> **Required work**:
Pick out each line of the items below that contains the string "Locate", and copy those lines.

> **Supplied data**:
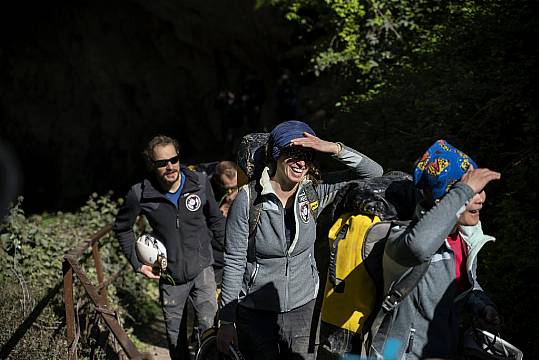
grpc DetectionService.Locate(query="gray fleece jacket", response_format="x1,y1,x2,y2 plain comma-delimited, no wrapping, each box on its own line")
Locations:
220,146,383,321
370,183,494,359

* * *

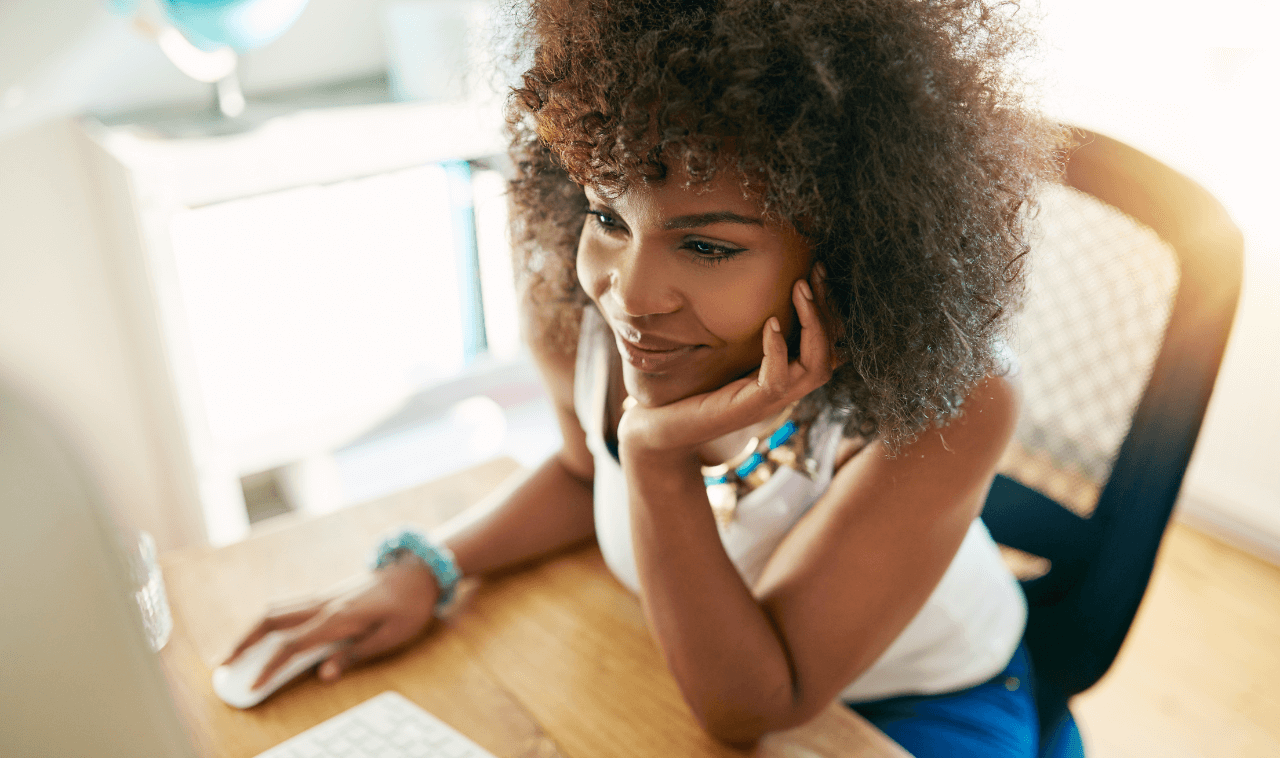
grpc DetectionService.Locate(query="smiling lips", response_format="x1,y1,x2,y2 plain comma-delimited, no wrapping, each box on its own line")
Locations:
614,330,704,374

> **Problem solution**:
grpc DetectionService.Locate(query="gray fleece jacket", response_format="x1,y1,x2,y2 plain comma-delimited, no wrapping, each box on its own line")
grpc DetectionService.Locate(query="smiling lips", response_format="x1,y1,x2,y2 plain comma-delimited, no wrapping, each box on its own line")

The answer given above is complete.